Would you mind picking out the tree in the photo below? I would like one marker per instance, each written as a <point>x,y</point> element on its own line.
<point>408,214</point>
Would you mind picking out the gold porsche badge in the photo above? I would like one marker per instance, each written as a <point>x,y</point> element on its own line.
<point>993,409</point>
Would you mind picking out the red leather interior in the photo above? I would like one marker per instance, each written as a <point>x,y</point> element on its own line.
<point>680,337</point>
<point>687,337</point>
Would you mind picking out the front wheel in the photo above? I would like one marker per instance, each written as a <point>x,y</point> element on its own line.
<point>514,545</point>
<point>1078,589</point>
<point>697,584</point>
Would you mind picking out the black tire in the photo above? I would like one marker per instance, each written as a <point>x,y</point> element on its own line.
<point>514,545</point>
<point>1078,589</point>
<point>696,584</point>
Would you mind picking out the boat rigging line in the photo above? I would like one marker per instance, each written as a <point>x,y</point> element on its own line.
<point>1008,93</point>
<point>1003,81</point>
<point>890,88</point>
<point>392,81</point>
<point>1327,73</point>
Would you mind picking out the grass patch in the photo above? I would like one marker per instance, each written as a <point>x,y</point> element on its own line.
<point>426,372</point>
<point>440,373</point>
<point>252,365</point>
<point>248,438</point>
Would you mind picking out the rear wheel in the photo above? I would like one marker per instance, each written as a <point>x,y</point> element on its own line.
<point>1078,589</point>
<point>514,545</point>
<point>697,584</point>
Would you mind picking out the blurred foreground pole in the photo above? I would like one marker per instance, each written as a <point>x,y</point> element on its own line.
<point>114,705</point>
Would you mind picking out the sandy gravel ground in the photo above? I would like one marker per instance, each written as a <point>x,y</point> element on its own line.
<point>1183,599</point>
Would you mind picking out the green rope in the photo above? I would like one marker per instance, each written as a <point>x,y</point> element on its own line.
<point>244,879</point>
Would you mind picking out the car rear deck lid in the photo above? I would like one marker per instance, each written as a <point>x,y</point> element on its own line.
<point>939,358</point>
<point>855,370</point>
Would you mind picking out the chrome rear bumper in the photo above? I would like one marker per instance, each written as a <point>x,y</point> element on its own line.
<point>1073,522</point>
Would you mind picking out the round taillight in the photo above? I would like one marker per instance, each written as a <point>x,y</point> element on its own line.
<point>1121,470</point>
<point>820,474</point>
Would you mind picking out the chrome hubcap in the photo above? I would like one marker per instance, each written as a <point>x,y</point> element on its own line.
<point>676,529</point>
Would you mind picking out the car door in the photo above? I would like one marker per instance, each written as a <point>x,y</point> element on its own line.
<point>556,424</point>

::::::::

* _Task goal_
Your answer should hold exactly the lines from the one containing "Would you mind picking out the car door" to the last line of the data, both included, and no others.

* _Task output_
Would you mind picking out the car door in the photo above? I would like one marker per instance, each written as a <point>x,y</point> element on its own line.
<point>556,424</point>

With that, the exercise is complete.